Images should be left out, and everything else in the listing reproduced exactly.
**** INPUT ****
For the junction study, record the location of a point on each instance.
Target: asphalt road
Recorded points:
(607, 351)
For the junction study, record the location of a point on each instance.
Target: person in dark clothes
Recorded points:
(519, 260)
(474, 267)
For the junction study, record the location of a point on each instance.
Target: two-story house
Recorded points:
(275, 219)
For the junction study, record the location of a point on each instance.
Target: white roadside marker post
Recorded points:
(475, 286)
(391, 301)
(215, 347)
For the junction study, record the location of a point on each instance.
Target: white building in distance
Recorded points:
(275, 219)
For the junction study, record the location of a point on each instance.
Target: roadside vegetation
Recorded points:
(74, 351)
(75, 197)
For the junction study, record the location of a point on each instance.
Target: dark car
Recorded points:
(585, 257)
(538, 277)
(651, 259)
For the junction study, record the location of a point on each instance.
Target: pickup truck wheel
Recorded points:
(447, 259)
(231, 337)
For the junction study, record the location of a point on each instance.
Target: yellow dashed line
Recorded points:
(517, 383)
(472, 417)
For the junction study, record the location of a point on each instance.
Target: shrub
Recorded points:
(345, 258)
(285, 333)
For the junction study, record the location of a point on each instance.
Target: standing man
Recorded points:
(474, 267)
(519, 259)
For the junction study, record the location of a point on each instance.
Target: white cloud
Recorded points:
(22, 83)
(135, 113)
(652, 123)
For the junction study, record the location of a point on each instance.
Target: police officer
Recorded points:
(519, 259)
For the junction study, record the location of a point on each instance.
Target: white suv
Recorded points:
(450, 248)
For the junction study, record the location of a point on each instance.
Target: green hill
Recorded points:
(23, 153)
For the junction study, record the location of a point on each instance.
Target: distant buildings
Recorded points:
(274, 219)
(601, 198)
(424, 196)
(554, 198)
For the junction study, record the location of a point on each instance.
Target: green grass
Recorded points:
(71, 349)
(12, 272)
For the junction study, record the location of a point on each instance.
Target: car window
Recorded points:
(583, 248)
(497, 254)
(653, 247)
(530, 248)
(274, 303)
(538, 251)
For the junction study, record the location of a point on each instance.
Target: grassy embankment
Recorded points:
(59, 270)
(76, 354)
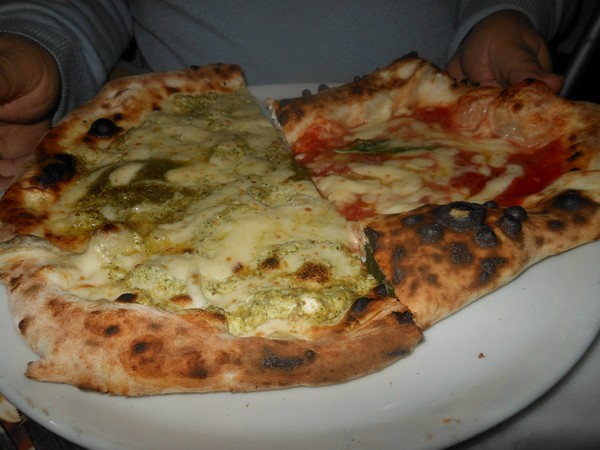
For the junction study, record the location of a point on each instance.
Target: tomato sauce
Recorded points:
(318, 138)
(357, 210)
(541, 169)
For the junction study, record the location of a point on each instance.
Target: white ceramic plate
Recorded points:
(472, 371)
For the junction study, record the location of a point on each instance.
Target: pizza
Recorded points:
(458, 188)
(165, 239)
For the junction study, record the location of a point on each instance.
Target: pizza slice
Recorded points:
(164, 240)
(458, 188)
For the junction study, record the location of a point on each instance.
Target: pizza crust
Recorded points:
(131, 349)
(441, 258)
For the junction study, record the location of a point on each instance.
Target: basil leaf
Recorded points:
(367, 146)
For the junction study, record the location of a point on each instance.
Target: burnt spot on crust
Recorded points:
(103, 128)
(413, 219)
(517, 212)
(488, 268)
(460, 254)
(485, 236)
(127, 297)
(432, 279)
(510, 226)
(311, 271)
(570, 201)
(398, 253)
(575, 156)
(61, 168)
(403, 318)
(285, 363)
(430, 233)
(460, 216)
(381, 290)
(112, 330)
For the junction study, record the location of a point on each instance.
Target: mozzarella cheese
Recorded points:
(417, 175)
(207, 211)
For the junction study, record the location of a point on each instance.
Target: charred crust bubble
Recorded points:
****
→ RESULT OF THE TASK:
For the junction study, record the location of a point on each instance.
Target: asphalt road
Recorded points:
(607, 351)
For the junction study, record the location of a point on each instance.
Target: person in dark clothes
Recorded points:
(519, 260)
(474, 267)
For the junction study, record the location of a point on each instance.
Target: two-story house
Recorded points:
(275, 219)
For the junction study, record the location of a point on each instance.
Target: white roadside marker post
Recorded points:
(475, 286)
(391, 301)
(215, 347)
For the junction study, record the location of a point on each instance.
Target: white building in distance
Recorded points:
(275, 219)
For the junction study, record the location of a point on each instance.
Target: roadside vegetation
Recorded points:
(74, 351)
(75, 197)
For the junction study, record the location of a point on each instance.
Target: dark car
Recorded points:
(585, 257)
(538, 277)
(651, 259)
For the junction study, record the location of a point on each instance.
Target: pickup truck wheel
Recorded points:
(447, 259)
(231, 337)
For the junction study, record the location of a point on each instance.
Target: yellow dashed line
Recorded points:
(517, 383)
(472, 417)
For the junction study, record the location of a point on each instance.
Target: shrub
Recorded points:
(345, 258)
(285, 333)
For the junction study, record the location of a point on each instance.
Target: standing man
Recorded points:
(474, 267)
(519, 259)
For the junction study, record the location of a point on each instance.
Target: white cloud
Recorded points:
(22, 83)
(135, 113)
(652, 123)
For the junction study, record the location of a point on each instance.
Target: police officer
Recorded points:
(519, 259)
For the junction study, record the location of a point on each instance.
Target: white suv
Recorded points:
(450, 248)
For the junction study, record the location of a point on each instance.
Target: green hill
Recorded points:
(23, 153)
For the junction study, record the location of a point on each instance.
Target: distant buildings
Recorded points:
(274, 219)
(601, 198)
(424, 196)
(554, 198)
For the junction study, record the location of a point on each instance.
Target: green grass
Recorded points:
(71, 349)
(12, 272)
For the junction study, record the location of a point on each instance.
Target: car window
Recorded points:
(583, 248)
(497, 254)
(653, 247)
(530, 248)
(274, 303)
(538, 251)
For the junction study, record the location of a point on each instance.
Target: grassy embankment
Recorded points:
(59, 270)
(76, 354)
For the junction study, record the location of a point on each instance.
Target: tomato sauce
Recorded points:
(318, 138)
(357, 210)
(541, 169)
For the junction study, record the location of a point on each instance.
Target: white ceramic plate
Recorded points:
(472, 371)
For the junction study, record the location of a point on each instance.
Target: pizza
Recorded points:
(458, 188)
(165, 239)
For the junction study, record the location of a point on each instance.
Target: pizza slice
Recorded points:
(164, 240)
(458, 188)
For the junction study, record the location of a point on each instance.
Target: pizza crust
Recorded points:
(131, 349)
(441, 258)
For the junction study, record the location of a point on each instance.
Target: basil leaf
Recorded points:
(367, 146)
For the junction study, record the location of a point on each instance.
Target: burnt spot on crust
Recorded points:
(103, 128)
(413, 219)
(517, 212)
(488, 268)
(460, 254)
(485, 236)
(127, 297)
(432, 279)
(510, 226)
(311, 271)
(570, 201)
(398, 253)
(575, 156)
(61, 168)
(403, 318)
(285, 363)
(430, 233)
(460, 216)
(381, 290)
(112, 330)
For the junction study, record the location of a point on each instance.
Target: mozzarella cheese
Recorded points:
(417, 175)
(207, 211)
For the junction study, record the location of a point on each instance.
Target: charred crust bubble
Recorded points:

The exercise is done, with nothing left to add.